YOUR TASK: Every record must appear in your copy exactly as written, with no pictures.

PROVIDED RECORDS:
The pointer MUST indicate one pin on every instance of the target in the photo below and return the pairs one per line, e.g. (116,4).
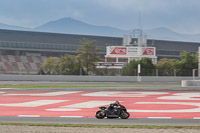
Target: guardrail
(72,78)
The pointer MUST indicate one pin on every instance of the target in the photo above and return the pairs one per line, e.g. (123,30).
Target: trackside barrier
(6,77)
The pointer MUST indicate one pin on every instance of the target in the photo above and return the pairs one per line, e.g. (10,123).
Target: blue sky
(182,16)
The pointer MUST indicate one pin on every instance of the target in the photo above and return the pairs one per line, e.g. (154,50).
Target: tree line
(164,67)
(81,64)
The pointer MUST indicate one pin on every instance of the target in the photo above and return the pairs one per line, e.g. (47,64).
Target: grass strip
(80,86)
(102,126)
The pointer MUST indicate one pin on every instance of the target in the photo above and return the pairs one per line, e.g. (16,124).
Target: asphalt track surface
(131,121)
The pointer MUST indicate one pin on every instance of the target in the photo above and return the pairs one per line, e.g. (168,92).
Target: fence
(113,72)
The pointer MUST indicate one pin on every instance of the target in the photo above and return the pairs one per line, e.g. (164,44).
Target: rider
(112,105)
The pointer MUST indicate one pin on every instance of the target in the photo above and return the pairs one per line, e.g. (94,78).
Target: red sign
(147,51)
(118,50)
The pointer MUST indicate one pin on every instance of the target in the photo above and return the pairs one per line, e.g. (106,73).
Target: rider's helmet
(117,102)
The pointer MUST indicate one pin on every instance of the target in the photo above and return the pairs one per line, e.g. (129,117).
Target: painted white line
(33,103)
(160,117)
(63,109)
(28,115)
(7,88)
(57,93)
(89,104)
(71,116)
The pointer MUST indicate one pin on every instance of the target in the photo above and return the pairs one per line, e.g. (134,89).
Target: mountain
(12,27)
(72,26)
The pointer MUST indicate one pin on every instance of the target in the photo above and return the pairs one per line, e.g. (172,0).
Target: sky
(182,16)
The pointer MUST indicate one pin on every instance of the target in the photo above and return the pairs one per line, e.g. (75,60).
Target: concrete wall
(91,78)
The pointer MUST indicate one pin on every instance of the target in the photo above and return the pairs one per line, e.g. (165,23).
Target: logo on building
(147,51)
(118,50)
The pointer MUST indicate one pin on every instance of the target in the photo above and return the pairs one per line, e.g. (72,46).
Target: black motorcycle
(115,110)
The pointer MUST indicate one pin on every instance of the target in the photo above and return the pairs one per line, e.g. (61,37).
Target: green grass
(80,86)
(105,126)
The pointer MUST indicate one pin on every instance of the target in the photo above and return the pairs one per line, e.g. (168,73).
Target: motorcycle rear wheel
(100,115)
(124,115)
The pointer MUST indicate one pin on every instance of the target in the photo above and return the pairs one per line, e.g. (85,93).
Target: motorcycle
(115,110)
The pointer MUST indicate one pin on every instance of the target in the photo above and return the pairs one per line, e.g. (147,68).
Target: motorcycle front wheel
(124,115)
(100,115)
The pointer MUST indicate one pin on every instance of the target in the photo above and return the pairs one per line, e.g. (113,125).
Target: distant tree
(187,63)
(50,66)
(182,67)
(69,65)
(88,55)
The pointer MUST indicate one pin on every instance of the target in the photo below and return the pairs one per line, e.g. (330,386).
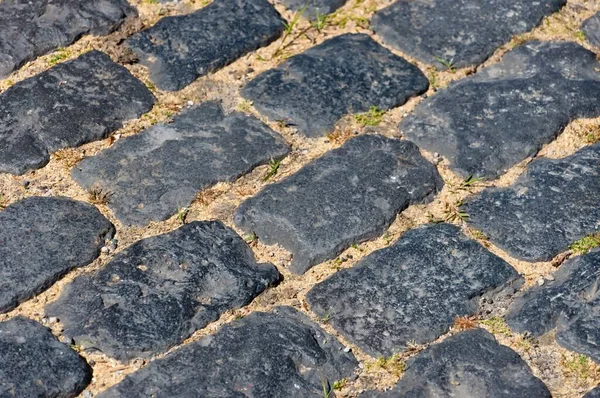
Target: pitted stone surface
(179,49)
(41,239)
(349,195)
(156,293)
(153,174)
(412,290)
(281,354)
(569,303)
(487,123)
(465,32)
(314,8)
(66,106)
(347,74)
(29,29)
(591,29)
(36,364)
(553,204)
(470,364)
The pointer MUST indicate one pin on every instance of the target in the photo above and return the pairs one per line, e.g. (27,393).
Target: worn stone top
(459,32)
(488,122)
(179,49)
(347,74)
(30,28)
(66,106)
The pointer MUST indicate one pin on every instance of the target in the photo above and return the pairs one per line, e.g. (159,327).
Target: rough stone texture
(179,49)
(66,106)
(156,293)
(314,8)
(41,239)
(595,393)
(569,303)
(349,195)
(487,123)
(281,354)
(553,204)
(470,364)
(346,74)
(591,29)
(465,32)
(36,364)
(412,290)
(29,29)
(160,170)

ANSWER TO THIS EXERCISE:
The pointer MUST indicate one pin on every instance of the target in the photo below and return the pairs one per line, e.g. (116,4).
Target: guardrail
(72,78)
The pointer MUST indicate one pin on every instance of the target in the photo above and return the pairs one per line, e.g. (123,30).
Target: trackside barrier
(6,77)
The pointer MUST indicate one pin on every instance of the target in the photo above and return the pairs one per line, e.g. (10,123).
Target: blue sky
(182,16)
The pointer MUST indicate one pin on every instance of the target in the photo above and return the pairs one per line, e.g. (154,50).
Target: tree line
(164,67)
(81,64)
The pointer MUST indicate one pin on every instance of the target in the photo above and return the pairs one per line, e.g. (47,64).
Target: grass strip
(80,86)
(102,126)
The pointer MUST indicate one pin on every instance of the target in the photo above and return the pairs one per line, e.g. (16,124).
Target: asphalt track surface
(131,121)
The pointer MUST indicate one pin on every instance of the target in the photo above and return the pairs one per line, e.g. (168,92).
Target: fence
(113,72)
The pointer MUST indicate one pin on every instance of the target in the photo above and return the pairs one per line, e.g. (164,44).
Target: rider
(112,105)
The pointer MUST indicate one pin on every instance of the target in the photo above and return the pairs one per line, e.g. (94,78).
Target: red sign
(147,51)
(118,50)
The pointer MUST indicate one pin on every instance of the target in the photo above and return the pairs one per line, e.g. (106,73).
Target: rider's helmet
(117,102)
The pointer MUST indicate one pin on every instance of the target in the photo above and return the pairs one per line, e.g. (129,117).
Target: painted white line
(33,103)
(160,117)
(63,109)
(28,115)
(7,88)
(57,93)
(89,104)
(71,116)
The pointer MUST indicate one pin on every instance of the target in the photo above and return the pairs one per line, e.g. (134,89).
Target: mountain
(12,27)
(72,26)
The pointer MUST indicate one pin on every instance of the target in the photo above and return the pairs one per line, e.g. (172,0).
Target: sky
(182,16)
The pointer MUST indicate one pin on every instance of the target in the photo above and return the pairs one per line, e.g. (75,60).
Target: concrete wall
(91,78)
The pointer MUST indicate one pin on every instance of the target in the photo above and return the pairs one per line, e.g. (165,23).
Target: logo on building
(147,51)
(118,50)
The pointer MUST indicate one pin on every instance of the target in the photo above and return the pairs one per line, e.g. (72,46).
Target: black motorcycle
(115,110)
The pointer MUST indicate one pin on every instance of the target in the photo above and return the pairs one per line, e.g. (61,37).
Target: green grass
(80,86)
(105,126)
The pointer MUST indicate one pin on every instance of the target in the photo above and return the pairs one per line, e.g. (168,73).
Target: motorcycle rear wheel
(100,115)
(124,115)
The pointer MUST indicate one pin on every instance of the target in the photo above and return the pairs one per line, e.g. (85,93).
Target: motorcycle
(115,110)
The pointer MUST indicate one pin on every instance of the target in the photo above and return the pairs one per line, e.g. (147,68).
Target: motorcycle front wheel
(124,115)
(100,115)
The pointer MUST indicate one pin on every instance of the target in the photo above and return the pairs one per line, e.g. (113,125).
Target: distant tree
(187,63)
(50,66)
(182,67)
(69,65)
(88,55)
The pointer MUST indicate one pin on every instance of the target in the photo below and return the pairs one per line, e.g. (330,386).
Target: pitted stone surface
(179,49)
(41,239)
(349,195)
(156,293)
(153,174)
(412,290)
(281,354)
(569,303)
(487,123)
(465,32)
(314,8)
(66,106)
(347,74)
(29,29)
(591,29)
(36,364)
(553,204)
(470,364)
The pointer MUST indicate one pin on every instance of the target in the photo above and return the pairs one per line, e.g. (27,393).
Target: worn stone top
(459,32)
(488,122)
(179,49)
(347,74)
(30,28)
(66,106)
The pointer MUST indicate one pin on every instance of the target in the photo above and return the pairs one per line, e.g. (159,327).
Target: rough stone texture
(179,49)
(66,106)
(156,293)
(314,8)
(41,239)
(595,393)
(569,303)
(349,195)
(487,123)
(281,354)
(553,204)
(470,364)
(346,74)
(591,29)
(465,32)
(36,364)
(412,290)
(29,29)
(160,170)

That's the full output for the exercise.